_Extracted data_

<<<<

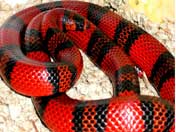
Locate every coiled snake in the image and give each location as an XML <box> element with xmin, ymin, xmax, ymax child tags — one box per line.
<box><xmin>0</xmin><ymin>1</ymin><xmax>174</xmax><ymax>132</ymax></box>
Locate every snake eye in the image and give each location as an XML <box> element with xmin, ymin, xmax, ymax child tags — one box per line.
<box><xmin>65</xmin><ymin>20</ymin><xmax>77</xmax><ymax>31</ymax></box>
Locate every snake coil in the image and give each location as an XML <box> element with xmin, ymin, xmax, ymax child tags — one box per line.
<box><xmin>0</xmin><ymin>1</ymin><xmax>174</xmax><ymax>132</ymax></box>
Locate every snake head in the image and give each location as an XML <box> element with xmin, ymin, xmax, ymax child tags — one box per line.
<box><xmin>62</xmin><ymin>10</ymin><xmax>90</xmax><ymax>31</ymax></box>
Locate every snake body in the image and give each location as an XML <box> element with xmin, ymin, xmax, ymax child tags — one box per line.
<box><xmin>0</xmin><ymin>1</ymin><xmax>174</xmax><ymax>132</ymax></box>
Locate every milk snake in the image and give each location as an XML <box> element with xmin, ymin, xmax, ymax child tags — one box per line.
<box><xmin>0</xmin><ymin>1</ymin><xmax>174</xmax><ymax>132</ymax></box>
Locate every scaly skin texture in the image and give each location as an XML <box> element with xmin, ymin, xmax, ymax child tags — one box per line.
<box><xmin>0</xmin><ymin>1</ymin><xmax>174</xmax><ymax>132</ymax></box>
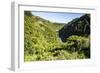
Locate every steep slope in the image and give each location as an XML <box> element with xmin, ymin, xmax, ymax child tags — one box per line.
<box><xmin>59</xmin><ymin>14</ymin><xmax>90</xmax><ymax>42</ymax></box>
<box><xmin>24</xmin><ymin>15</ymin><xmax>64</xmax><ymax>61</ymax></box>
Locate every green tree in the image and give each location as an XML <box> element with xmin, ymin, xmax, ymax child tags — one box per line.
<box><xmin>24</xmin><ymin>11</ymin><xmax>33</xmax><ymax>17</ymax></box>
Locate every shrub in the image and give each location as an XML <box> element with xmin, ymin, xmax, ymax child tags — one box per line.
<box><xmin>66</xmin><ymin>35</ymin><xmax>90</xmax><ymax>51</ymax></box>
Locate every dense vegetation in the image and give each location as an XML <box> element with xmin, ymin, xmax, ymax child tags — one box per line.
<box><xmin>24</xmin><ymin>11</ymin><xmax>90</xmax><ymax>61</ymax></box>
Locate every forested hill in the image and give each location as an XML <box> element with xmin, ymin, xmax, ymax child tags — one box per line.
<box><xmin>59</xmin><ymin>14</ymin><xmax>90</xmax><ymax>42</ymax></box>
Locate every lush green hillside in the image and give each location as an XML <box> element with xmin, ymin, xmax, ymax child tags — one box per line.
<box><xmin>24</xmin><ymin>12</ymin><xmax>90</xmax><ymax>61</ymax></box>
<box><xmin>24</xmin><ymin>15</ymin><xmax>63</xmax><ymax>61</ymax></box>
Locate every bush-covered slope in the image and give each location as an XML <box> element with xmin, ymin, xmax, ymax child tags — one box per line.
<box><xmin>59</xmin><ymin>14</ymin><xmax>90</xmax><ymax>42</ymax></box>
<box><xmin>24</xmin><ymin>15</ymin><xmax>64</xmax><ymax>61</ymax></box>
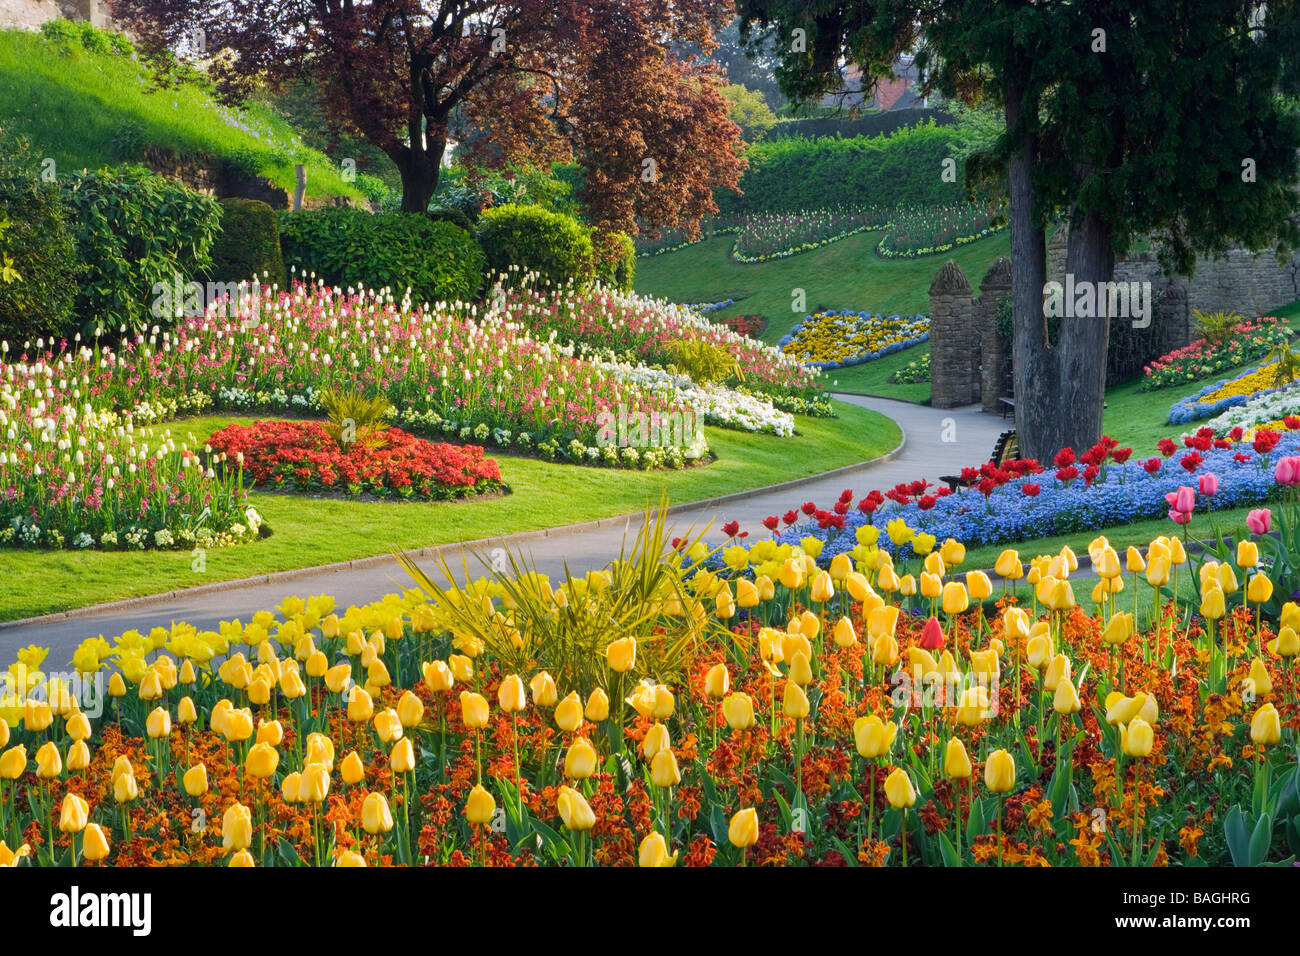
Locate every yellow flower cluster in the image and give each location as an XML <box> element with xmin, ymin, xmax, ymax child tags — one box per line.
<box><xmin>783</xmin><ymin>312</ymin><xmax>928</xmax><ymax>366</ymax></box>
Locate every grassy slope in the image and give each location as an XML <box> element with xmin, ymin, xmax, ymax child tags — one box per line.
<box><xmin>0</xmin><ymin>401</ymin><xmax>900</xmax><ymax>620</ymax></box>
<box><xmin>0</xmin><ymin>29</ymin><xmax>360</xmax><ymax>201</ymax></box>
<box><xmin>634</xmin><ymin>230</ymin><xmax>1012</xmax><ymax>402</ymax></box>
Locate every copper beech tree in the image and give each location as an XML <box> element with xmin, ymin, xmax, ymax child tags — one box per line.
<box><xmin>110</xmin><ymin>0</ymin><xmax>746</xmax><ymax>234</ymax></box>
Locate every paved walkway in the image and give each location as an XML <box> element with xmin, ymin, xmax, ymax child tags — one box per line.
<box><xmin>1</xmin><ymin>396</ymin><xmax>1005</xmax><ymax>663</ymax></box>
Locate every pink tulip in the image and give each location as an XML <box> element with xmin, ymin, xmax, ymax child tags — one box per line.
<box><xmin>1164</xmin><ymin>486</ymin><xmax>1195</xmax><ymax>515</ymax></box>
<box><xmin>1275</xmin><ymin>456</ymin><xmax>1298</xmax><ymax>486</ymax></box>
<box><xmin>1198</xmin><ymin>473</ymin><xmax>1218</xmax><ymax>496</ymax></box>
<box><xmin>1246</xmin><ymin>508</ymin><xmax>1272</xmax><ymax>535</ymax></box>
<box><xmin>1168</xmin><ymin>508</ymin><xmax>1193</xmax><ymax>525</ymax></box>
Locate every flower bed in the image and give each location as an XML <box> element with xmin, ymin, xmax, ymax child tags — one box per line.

>>>>

Skipping any pictures, copy the entries exactly as they appear.

Locate every coiled snake in the image and give each location as an XML <box> element with xmin, ymin, xmax, ymax child tags — one box per line.
<box><xmin>0</xmin><ymin>1</ymin><xmax>174</xmax><ymax>132</ymax></box>
Locate every snake eye in the image and give each location as an XML <box> element with xmin, ymin, xmax, ymax child tags — one box per line.
<box><xmin>65</xmin><ymin>20</ymin><xmax>77</xmax><ymax>31</ymax></box>
Locate every snake coil in the image and give each location as an XML <box> element with xmin, ymin, xmax, ymax child tags — one box per line.
<box><xmin>0</xmin><ymin>1</ymin><xmax>174</xmax><ymax>132</ymax></box>
Locate every snake head in the image and give each location as an XML <box> element with xmin, ymin, xmax, ymax child tags — one box per line.
<box><xmin>62</xmin><ymin>10</ymin><xmax>90</xmax><ymax>31</ymax></box>
Locate every snake body in the image and give each location as an XML <box> element with xmin, ymin, xmax, ymax child tags — one box per line.
<box><xmin>0</xmin><ymin>1</ymin><xmax>174</xmax><ymax>132</ymax></box>
Locate every milk snake in the image and give each location as an XML <box> element with xmin, ymin, xmax, ymax child tags — one box per line.
<box><xmin>0</xmin><ymin>1</ymin><xmax>174</xmax><ymax>132</ymax></box>
Locate every scaly skin texture in the image and give each location as an XML <box> element with xmin, ymin, xmax, ymax child tags — one box per line.
<box><xmin>0</xmin><ymin>1</ymin><xmax>174</xmax><ymax>132</ymax></box>
Locate every steep slope in the image and give each location as an XML <box> element with xmin, ymin, xmax, ymax child tags — one box per line.
<box><xmin>59</xmin><ymin>14</ymin><xmax>90</xmax><ymax>42</ymax></box>
<box><xmin>24</xmin><ymin>15</ymin><xmax>64</xmax><ymax>61</ymax></box>
Locate every green tree in the image and give each location as an XML <box> element with xmin, ymin, xmax, ymax child tags — one box per line.
<box><xmin>24</xmin><ymin>11</ymin><xmax>33</xmax><ymax>17</ymax></box>
Locate every shrub in the image and give each location as an XML <box> element with xmin, ymin, xmax, ymax child tags — one box per line.
<box><xmin>66</xmin><ymin>35</ymin><xmax>90</xmax><ymax>51</ymax></box>
Locate every dense vegetation in the image and give each location as an XML <box> element with xmin, ymin, xmax, ymax child tags — one box per line.
<box><xmin>24</xmin><ymin>11</ymin><xmax>90</xmax><ymax>61</ymax></box>
Locate every forested hill in the image and give each location as an XML <box> element with xmin, ymin, xmax, ymax child tags — one box per line.
<box><xmin>59</xmin><ymin>14</ymin><xmax>90</xmax><ymax>42</ymax></box>
Locate every lush green hillside in the image and give each location as an XML <box> element with xmin, ymin, xmax, ymax child tags — one box per line.
<box><xmin>24</xmin><ymin>12</ymin><xmax>90</xmax><ymax>61</ymax></box>
<box><xmin>24</xmin><ymin>15</ymin><xmax>63</xmax><ymax>61</ymax></box>
Locate every bush-covered slope in the image and give each location as an XML <box> element with xmin, ymin, xmax, ymax child tags — one box per line.
<box><xmin>59</xmin><ymin>14</ymin><xmax>90</xmax><ymax>42</ymax></box>
<box><xmin>24</xmin><ymin>15</ymin><xmax>64</xmax><ymax>61</ymax></box>
Locate every yellow flower cluster in the image and give each location as an XML <box> element with xmin, ymin, xmax, ymax child tags — one box per line.
<box><xmin>783</xmin><ymin>312</ymin><xmax>928</xmax><ymax>366</ymax></box>
Locate every grassy slope in the image and give each location as an XML <box> element with xmin, ymin, xmax, ymax child tags — one box per line.
<box><xmin>0</xmin><ymin>401</ymin><xmax>900</xmax><ymax>620</ymax></box>
<box><xmin>0</xmin><ymin>29</ymin><xmax>360</xmax><ymax>201</ymax></box>
<box><xmin>634</xmin><ymin>230</ymin><xmax>1012</xmax><ymax>402</ymax></box>
Locate every copper beech tree in the image and give each location as an XML <box> element with xmin, ymin, xmax, ymax child tags — one box per line.
<box><xmin>110</xmin><ymin>0</ymin><xmax>746</xmax><ymax>234</ymax></box>
Locate every paved walkway in the image and give each location as an XML <box> element with xmin, ymin, xmax, ymax child tags — one box per line.
<box><xmin>1</xmin><ymin>396</ymin><xmax>1005</xmax><ymax>663</ymax></box>
Locate every pink tulip in the image and give each location as an XML <box> element with xmin, ymin, xmax, ymax child tags — one box per line.
<box><xmin>1164</xmin><ymin>486</ymin><xmax>1195</xmax><ymax>515</ymax></box>
<box><xmin>1275</xmin><ymin>456</ymin><xmax>1298</xmax><ymax>486</ymax></box>
<box><xmin>1198</xmin><ymin>473</ymin><xmax>1218</xmax><ymax>496</ymax></box>
<box><xmin>1246</xmin><ymin>508</ymin><xmax>1272</xmax><ymax>535</ymax></box>
<box><xmin>1168</xmin><ymin>508</ymin><xmax>1193</xmax><ymax>525</ymax></box>
Locate every flower bed in the image and give each location as an XML <box> element with xmin, ymin, xmax, ymax child tags — one box per line.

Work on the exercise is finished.